→ **MATERIAL TO PROCESS**:
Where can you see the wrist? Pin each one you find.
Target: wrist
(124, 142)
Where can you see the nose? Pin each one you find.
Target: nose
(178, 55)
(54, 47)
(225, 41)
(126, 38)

→ **DIRECTIONS FOR THIS TASK**: Everything from the line containing "Where can you see the nose?" to the last line of the data above must be set down exactly, both ends included, with no other lines.

→ **ANSWER TO THE EXERCISE**:
Where can you see the nose? Pin each one you find.
Target: nose
(178, 55)
(54, 47)
(225, 41)
(126, 38)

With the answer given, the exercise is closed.